### Supplied material ###

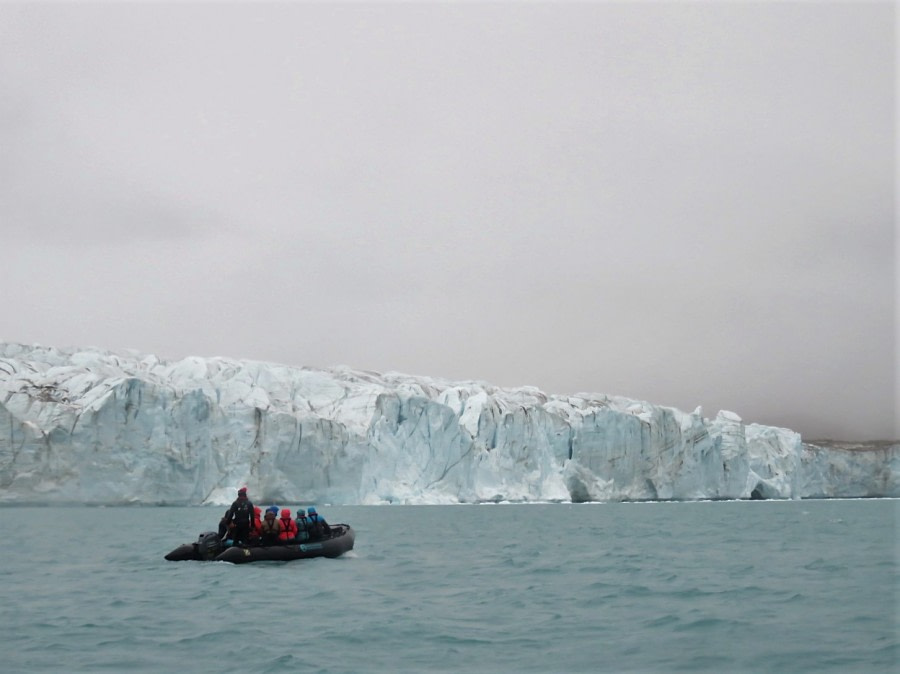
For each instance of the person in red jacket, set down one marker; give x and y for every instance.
(288, 527)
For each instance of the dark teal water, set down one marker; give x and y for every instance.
(662, 587)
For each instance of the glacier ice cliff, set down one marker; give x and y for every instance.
(87, 426)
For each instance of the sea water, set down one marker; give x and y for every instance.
(787, 586)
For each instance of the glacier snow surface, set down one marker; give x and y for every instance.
(92, 426)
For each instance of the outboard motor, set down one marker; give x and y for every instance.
(209, 545)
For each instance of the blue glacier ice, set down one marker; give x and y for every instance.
(92, 426)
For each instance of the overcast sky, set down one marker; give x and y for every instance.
(690, 204)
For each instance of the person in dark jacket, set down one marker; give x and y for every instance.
(302, 526)
(270, 531)
(239, 518)
(318, 527)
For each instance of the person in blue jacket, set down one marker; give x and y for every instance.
(318, 527)
(302, 526)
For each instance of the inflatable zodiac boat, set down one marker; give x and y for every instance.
(209, 547)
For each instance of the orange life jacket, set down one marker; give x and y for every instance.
(288, 529)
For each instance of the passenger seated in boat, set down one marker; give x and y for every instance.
(288, 528)
(270, 529)
(318, 527)
(302, 525)
(256, 527)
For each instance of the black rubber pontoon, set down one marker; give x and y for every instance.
(210, 548)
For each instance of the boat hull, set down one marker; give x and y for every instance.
(337, 544)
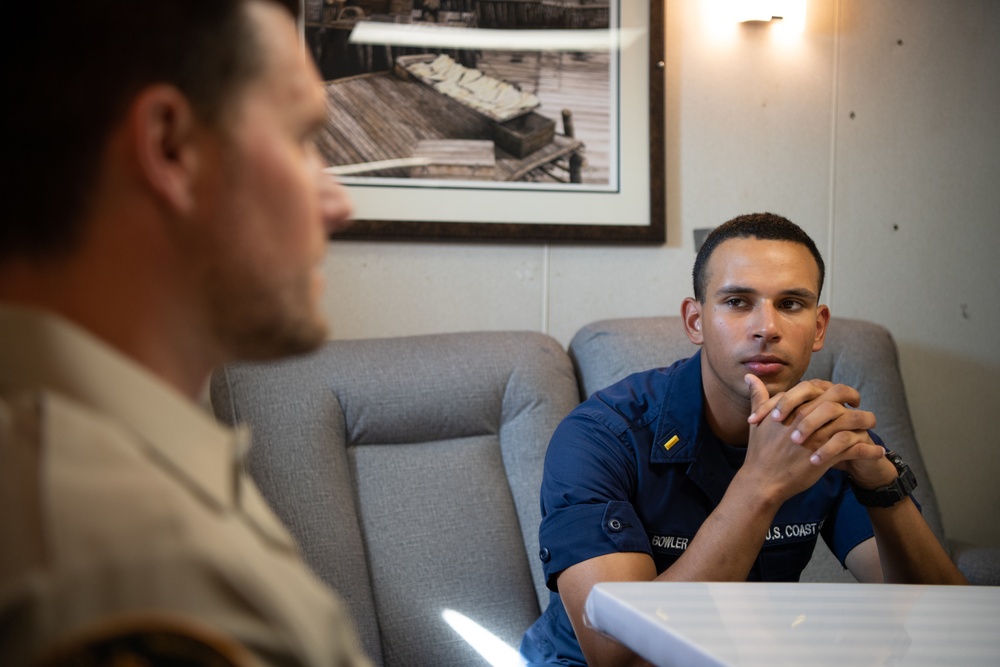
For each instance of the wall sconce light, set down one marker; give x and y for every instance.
(787, 16)
(745, 11)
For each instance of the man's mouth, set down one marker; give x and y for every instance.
(763, 365)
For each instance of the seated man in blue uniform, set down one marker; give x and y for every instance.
(701, 471)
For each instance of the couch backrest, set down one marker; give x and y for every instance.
(856, 353)
(409, 471)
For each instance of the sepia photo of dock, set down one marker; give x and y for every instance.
(473, 114)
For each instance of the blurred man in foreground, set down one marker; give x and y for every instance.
(164, 212)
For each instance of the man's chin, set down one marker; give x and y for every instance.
(277, 342)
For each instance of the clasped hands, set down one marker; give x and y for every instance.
(799, 434)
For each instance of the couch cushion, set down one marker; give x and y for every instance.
(409, 470)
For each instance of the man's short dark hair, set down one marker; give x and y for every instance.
(763, 226)
(70, 68)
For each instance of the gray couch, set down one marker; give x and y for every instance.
(409, 468)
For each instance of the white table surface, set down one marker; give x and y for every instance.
(810, 625)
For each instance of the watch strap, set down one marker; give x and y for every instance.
(892, 493)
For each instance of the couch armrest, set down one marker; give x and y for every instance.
(980, 565)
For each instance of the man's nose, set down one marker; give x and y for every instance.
(766, 322)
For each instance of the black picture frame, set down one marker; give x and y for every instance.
(636, 164)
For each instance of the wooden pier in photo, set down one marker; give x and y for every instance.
(378, 117)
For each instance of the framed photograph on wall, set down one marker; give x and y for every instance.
(506, 120)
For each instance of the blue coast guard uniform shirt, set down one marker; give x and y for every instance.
(636, 469)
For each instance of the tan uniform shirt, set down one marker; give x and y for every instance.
(118, 494)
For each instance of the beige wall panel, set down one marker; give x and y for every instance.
(917, 228)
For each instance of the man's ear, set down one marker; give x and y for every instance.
(164, 129)
(691, 315)
(822, 320)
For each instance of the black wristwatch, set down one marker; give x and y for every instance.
(890, 494)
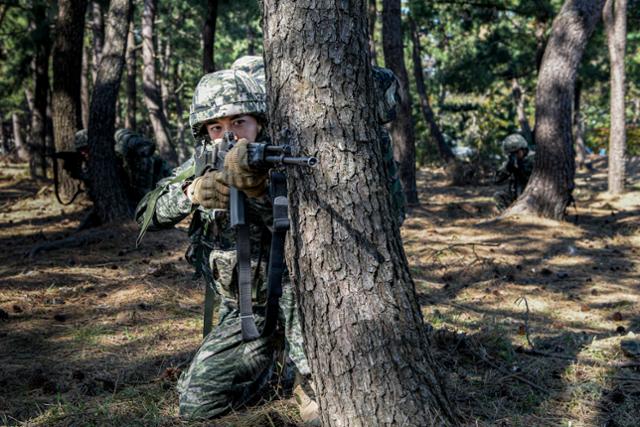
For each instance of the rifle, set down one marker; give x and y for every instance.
(262, 157)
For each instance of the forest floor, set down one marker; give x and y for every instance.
(529, 317)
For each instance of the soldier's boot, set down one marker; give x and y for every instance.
(304, 394)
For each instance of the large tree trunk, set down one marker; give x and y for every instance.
(615, 20)
(208, 36)
(518, 100)
(18, 141)
(38, 144)
(152, 98)
(106, 185)
(402, 132)
(67, 71)
(445, 151)
(97, 28)
(373, 17)
(364, 333)
(552, 181)
(84, 86)
(130, 117)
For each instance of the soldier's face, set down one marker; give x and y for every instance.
(243, 126)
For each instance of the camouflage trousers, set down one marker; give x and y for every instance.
(226, 372)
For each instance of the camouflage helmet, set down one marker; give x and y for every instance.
(252, 65)
(386, 86)
(81, 139)
(513, 143)
(225, 93)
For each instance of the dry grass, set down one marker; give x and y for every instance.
(97, 334)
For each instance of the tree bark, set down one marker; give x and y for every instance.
(18, 141)
(208, 36)
(402, 131)
(38, 144)
(97, 28)
(67, 74)
(152, 98)
(427, 112)
(106, 186)
(373, 17)
(84, 86)
(364, 333)
(552, 181)
(615, 22)
(518, 100)
(130, 117)
(578, 128)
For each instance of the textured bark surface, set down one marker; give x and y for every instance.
(130, 117)
(151, 91)
(373, 17)
(97, 28)
(37, 142)
(84, 86)
(578, 128)
(208, 37)
(67, 70)
(402, 131)
(615, 21)
(18, 141)
(552, 181)
(427, 112)
(518, 100)
(106, 185)
(364, 333)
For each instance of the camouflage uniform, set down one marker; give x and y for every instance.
(514, 171)
(142, 168)
(225, 372)
(386, 85)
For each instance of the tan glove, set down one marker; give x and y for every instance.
(237, 172)
(209, 191)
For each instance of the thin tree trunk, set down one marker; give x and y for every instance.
(551, 184)
(164, 75)
(208, 36)
(578, 128)
(364, 333)
(130, 117)
(373, 16)
(152, 98)
(615, 21)
(445, 151)
(38, 143)
(106, 186)
(18, 141)
(518, 100)
(84, 86)
(67, 74)
(402, 131)
(97, 28)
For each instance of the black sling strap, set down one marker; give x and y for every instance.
(276, 256)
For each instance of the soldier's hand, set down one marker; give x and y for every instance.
(237, 172)
(209, 192)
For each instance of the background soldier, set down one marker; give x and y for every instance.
(515, 170)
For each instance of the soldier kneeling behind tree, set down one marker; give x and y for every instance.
(515, 170)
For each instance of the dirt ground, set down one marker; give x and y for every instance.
(533, 321)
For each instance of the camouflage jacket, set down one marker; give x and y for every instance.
(516, 172)
(395, 187)
(212, 249)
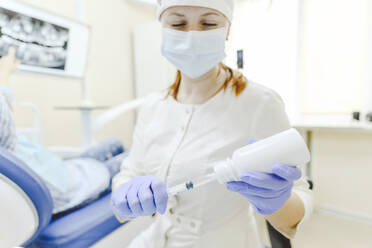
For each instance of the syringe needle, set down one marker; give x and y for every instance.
(175, 190)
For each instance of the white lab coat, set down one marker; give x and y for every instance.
(178, 142)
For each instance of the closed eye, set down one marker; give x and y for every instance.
(179, 25)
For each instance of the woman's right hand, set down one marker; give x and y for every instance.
(8, 65)
(142, 196)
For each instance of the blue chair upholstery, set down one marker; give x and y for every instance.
(81, 228)
(18, 172)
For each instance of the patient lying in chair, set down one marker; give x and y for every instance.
(72, 183)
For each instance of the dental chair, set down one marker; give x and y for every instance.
(26, 208)
(26, 211)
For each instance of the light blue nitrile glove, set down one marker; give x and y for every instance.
(142, 196)
(267, 192)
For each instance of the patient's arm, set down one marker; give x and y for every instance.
(7, 125)
(8, 65)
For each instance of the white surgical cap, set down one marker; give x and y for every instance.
(226, 7)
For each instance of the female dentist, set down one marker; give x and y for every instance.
(208, 113)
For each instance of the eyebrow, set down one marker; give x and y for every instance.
(176, 14)
(211, 13)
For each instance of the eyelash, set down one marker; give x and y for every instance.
(204, 24)
(179, 25)
(210, 24)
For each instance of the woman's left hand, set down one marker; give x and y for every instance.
(267, 192)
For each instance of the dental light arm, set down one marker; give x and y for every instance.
(114, 113)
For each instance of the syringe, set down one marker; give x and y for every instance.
(189, 185)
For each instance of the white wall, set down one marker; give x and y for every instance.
(110, 72)
(335, 45)
(333, 78)
(269, 36)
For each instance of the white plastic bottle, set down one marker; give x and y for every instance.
(287, 147)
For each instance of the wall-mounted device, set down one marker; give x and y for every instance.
(44, 42)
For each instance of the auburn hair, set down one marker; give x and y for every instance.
(234, 78)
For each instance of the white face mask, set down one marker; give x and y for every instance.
(194, 53)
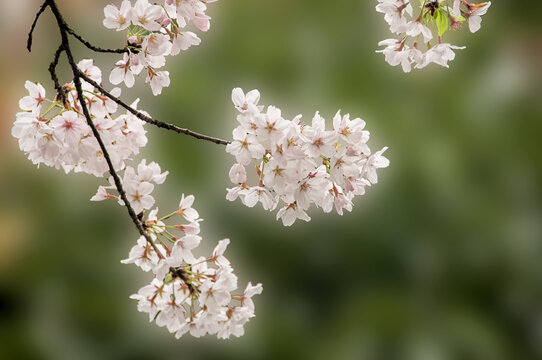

###

▸ **Task to carry out**:
Pick out and copy every line above that contains the word "uniform". Case counts.

▸ **Final answer**:
For each instance of the seated man in blue uniform, set down one marker; give x and y for every instance.
For each instance of the blue coast guard uniform shirt, set down one marker; give x and y for every instance.
For each instance of the tan uniform shirt, set down one marker; give x and y for every instance.
For each instance of the camouflage uniform, set down one marker; give x and y for every instance.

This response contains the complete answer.